======== Given text ========

NONRECURRING CHARGES. On March 31, 1997, Autodesk issued approximately 2.9
million shares of its common stock for all outstanding shares of Softdesk.
Based upon the value of Autodesk stock and options exchanged, the transaction,
including transaction costs, was valued at approximately $94 million. In
connection with the acquisition, the Company recorded a charge for in-process
research and development of $19.2 million, all of which was recorded as a
nonrecurring charge in the fiscal quarter ended April 30, 1997.
IN-PROCESS TECHNOLOGIES OVERVIEW
The nature of the efforts required to develop the acquired in-process
technology into commercially viable products principally relate to the
completion of all planning, designing and testing activities that are
necessary to establish that the product or service can be produced to meet its
design requirements, including functions, features and technical performance
requirements.
38
As of the acquisition date, Softdesk had spent a significant amount of
research and development effort related to the re-programming of all its
existing products to a new ARX technology (AutoCAD Runtime Extension) code
base. The new ARX technology is expected to provide significant improvement in
the orientation of objects in CAD products. As of the acquisition date,
Softdesk had completed improvements of ARX technology in various development
projects associated within the following technology categories: (i) AutoCAD-
Architectural/Structural, (ii) AutoCAD-Civil, (iii) AutoCAD-Imaging, (iv)
AutoCAD-Maintenance, (v) AutoCAD-Productivity, and (vi) AutoCAD-Retail.
In accordance with SFAS 86, paragraph 38 ("Accounting for the Costs of
Computer Software to be Sold, Leased, or Otherwise Marketed"), "the cost of
software purchased to be integrated with another product or process will be
capitalized only if technological feasibility was established for the software
component and if all research and development activities for the other
components of the product or process were completed at the time of the
purchase." Although Autodesk purchased a set of professional products from
Softdesk, as described above, these products were built on top of AutoCAD
Release 13 and AutoCAD Release 12 software; they did not utilize AutoCAD's
ObjectARX programming system in any significant way. With this new technology,
AutoCAD developers and users could transform ordinary drawing geometry such as
lines, arcs, circles, and other entities into "intelligent" custom drawing
objects. Commercially shipped Softdesk products, as of the valuation date,
were limited to working with the native AutoCAD drafting entities and command
set--an environment in which real-world objects were represented by geometric
entities that could seldom respond directly to user commands. Higher level
entities that represented building elements could be built as groups or
collections of geometric entities but these collections were very rigid and
did not exhibit intelligent behavior.

======== Dataset excerpt ========

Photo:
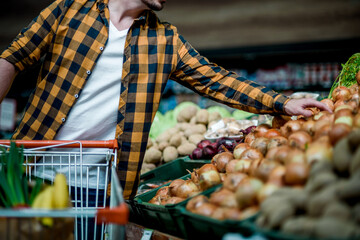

========

**Aim 1:** Rewrite everything in the Softdesk acquisition passage from "IN-PROCESS TECHNOLOGIES OVERVIEW" down to "requirements.", putting "validation" in place of "testing".
**Aim 2:**
Answer these questions from the Softdesk acquisition passage:
(a) About how many shares of its common stock did Autodesk issue for Softdesk?
(b) What does ARX stand for?
(c) Which AutoCAD releases were the purchased Softdesk products built on?

**Problem solution 1:**
IN-PROCESS TECHNOLOGIES OVERVIEW
The nature of the efforts required to develop the acquired in-process
technology into commercially viable products principally relate to the
completion of all planning, designing and validation activities that are
necessary to establish that the product or service can be produced to meet its
design requirements, including functions, features and technical performance
requirements.

**Problem solution 2:**
(a) Approximately 2.9 million shares.
(b) AutoCAD Runtime Extension.
(c) AutoCAD Release 13 and AutoCAD Release 12.